What you have to do: Can you continue the article summary on pain and the 4Ms geriatric care framework, starting right after its last sentence?

Excerpted text:
== Segment start ==

# Bridging the Gap: Integrating Pain into the Age-Friendly Health Systems 4Ms Framewor

**Authors:** Beth Hogans, Raya Kheirbek

PMC · DOI: 10.1093/geroni/igaf122.2186 · Innovation in Aging · 2025-12-31

## TL;DR

This paper argues that pain should be integrated into geriatric healthcare frameworks to improve patient outcomes and quality of life.

## Contribution

The paper introduces pain as a critical fifth component in the 4Ms geriatric care framework, highlighting its bidirectional influence on patient priorities, medications, cognition, and mobility.

## Key findings

- Pain significantly impacts all four domains of the 4Ms framework, influencing patient priorities, medications, cognition, and mobility.
- Pain contributes to multimorbidity and affects healthcare utilization and social determinants of health.
- Integrating pain into geriatric care models can lead to better healthcare policies and improved quality of life for older adults.

## Abstract

Pain is a prevalent yet often underrecognized factor in geriatric healthcare, significantly influencing quality of life, functional independence, medication use, and cognitive health. The 4Ms framework of Age-Friendly Health Systems (AFHS)—What Matters, Medication, Mentation, and Mobility—has redefined geriatric care by emphasizing patient-centered approaches. However, pain is not explicitly addressed within this model, despite its profound impact across all four domains. We hypothesize that pain has bidirectional relevance to each M and plays a crucial role in geriatric multicomplexity, the proposed ‘5th M’. Objective: This review explores the relationship between pain, the 4Ms, and geriatric multicomplexity, evaluating how pain influences each domain individually and collectively while assessing the potential consequences of its exclusion from AFHS frameworks.

== Segment end ==

Entries supplied:
== Segment start ==

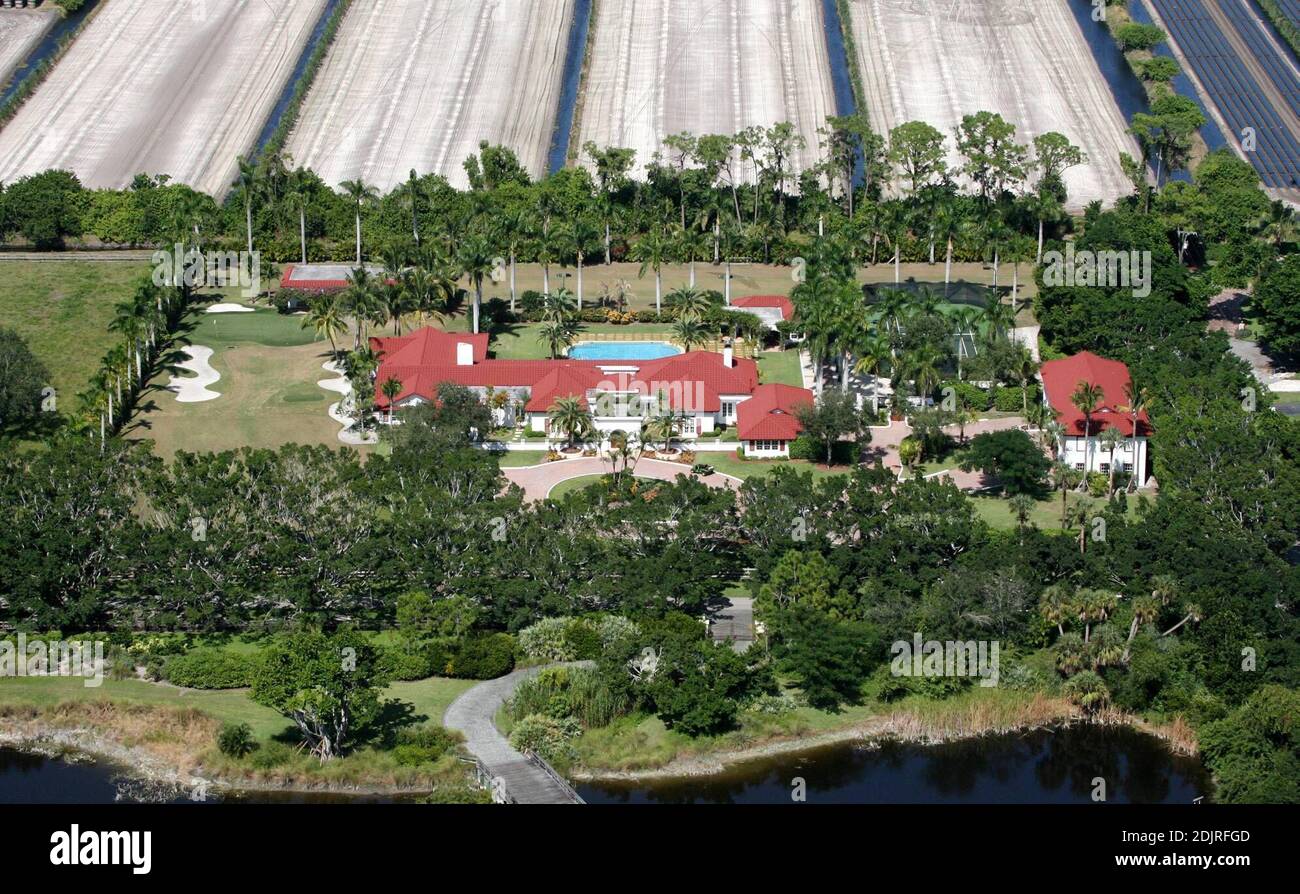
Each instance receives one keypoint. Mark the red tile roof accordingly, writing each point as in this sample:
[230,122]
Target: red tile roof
[771,413]
[1062,377]
[785,304]
[690,382]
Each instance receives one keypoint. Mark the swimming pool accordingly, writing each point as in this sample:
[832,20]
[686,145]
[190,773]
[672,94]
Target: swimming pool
[623,351]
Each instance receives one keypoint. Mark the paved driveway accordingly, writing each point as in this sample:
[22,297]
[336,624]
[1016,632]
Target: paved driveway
[537,481]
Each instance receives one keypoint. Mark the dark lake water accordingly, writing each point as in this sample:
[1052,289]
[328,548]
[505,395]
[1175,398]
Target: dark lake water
[1035,768]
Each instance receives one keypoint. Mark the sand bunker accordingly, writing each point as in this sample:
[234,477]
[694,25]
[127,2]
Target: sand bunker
[195,390]
[339,385]
[20,33]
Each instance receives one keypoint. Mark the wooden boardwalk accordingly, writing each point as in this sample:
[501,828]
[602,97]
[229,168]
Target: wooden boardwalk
[525,781]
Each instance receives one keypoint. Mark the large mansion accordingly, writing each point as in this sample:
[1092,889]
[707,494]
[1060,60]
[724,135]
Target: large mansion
[702,389]
[1061,378]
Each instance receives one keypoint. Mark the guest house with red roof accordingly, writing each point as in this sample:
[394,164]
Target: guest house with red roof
[1079,443]
[705,390]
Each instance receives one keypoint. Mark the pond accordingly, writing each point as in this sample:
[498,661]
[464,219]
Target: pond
[1043,767]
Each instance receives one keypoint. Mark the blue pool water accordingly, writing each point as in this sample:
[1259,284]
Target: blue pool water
[623,351]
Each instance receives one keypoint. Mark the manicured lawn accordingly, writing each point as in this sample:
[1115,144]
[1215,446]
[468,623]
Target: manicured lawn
[261,326]
[1047,513]
[575,485]
[269,369]
[63,309]
[746,278]
[780,368]
[519,458]
[428,698]
[739,468]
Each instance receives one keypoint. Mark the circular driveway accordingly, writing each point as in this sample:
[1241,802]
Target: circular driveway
[538,481]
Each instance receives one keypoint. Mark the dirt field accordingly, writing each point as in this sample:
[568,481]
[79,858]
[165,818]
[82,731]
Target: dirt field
[20,31]
[420,85]
[181,87]
[939,60]
[706,66]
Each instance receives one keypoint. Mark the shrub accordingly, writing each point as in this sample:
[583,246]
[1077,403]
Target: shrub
[414,663]
[271,755]
[1012,400]
[211,668]
[484,656]
[235,740]
[546,639]
[547,737]
[423,745]
[583,639]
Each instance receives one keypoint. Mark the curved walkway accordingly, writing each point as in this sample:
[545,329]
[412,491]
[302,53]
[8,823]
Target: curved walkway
[475,715]
[538,481]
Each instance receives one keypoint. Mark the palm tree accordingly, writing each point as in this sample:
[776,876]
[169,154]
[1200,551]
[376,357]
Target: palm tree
[1056,606]
[325,316]
[690,332]
[689,302]
[651,250]
[1138,400]
[1025,370]
[360,194]
[922,368]
[581,234]
[1086,398]
[390,390]
[1145,610]
[570,416]
[965,325]
[559,334]
[1194,615]
[664,425]
[247,181]
[1022,507]
[1061,476]
[360,299]
[475,259]
[427,294]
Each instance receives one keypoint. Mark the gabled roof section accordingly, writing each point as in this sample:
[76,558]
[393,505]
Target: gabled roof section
[772,413]
[1062,377]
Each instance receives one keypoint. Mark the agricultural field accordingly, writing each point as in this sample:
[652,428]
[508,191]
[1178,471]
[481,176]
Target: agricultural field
[20,31]
[661,68]
[1026,60]
[419,85]
[181,89]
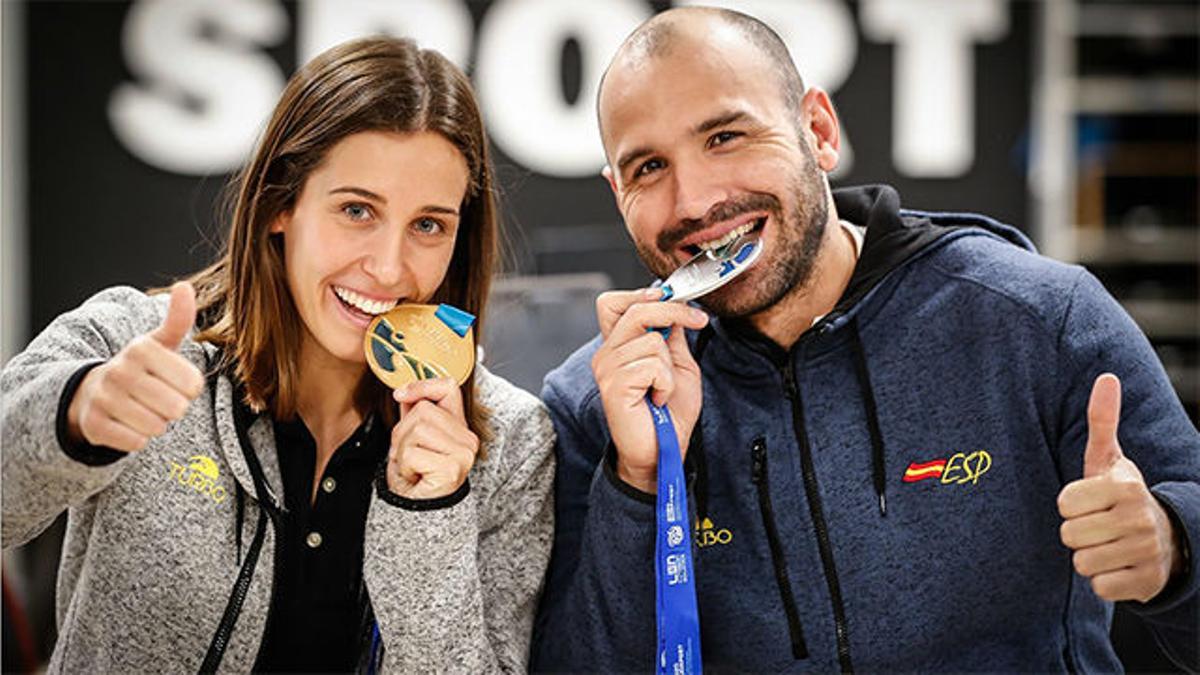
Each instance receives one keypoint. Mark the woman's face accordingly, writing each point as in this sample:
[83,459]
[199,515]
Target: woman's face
[373,226]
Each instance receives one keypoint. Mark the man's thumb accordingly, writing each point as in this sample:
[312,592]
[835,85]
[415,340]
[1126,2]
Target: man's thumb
[1103,414]
[180,316]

== Segment end ==

Result of the task:
A comprehensive literature synthesis was conducted, analyzing peer-reviewed studies, clinical guidelines, and policy documents on pain, aging, and the 4Ms/5Ms models. Key focus areas included pain-associated conditions, barriers to effective management, pharmacological and non-pharmacological treatments, and cognitive and mobility impairments.

Pain profoundly affects patient priorities, increases polypharmacy risks, contributes to cognitive decline, and exacerbates functional limitations. It is both a consequence and a driver of multimorbidity, influencing healthcare utilization and social determinants of health.

Integrating pain into AFHS models as a core component is essential for optimizing geriatric care. Recognizing its role across the 4Ms will lead to more effective healthcare policies, improved patient-centered treatment strategies, and enhanced quality of life for older adults. A policy shift toward routine pain assessment and multimodal management strategies is urgently needed.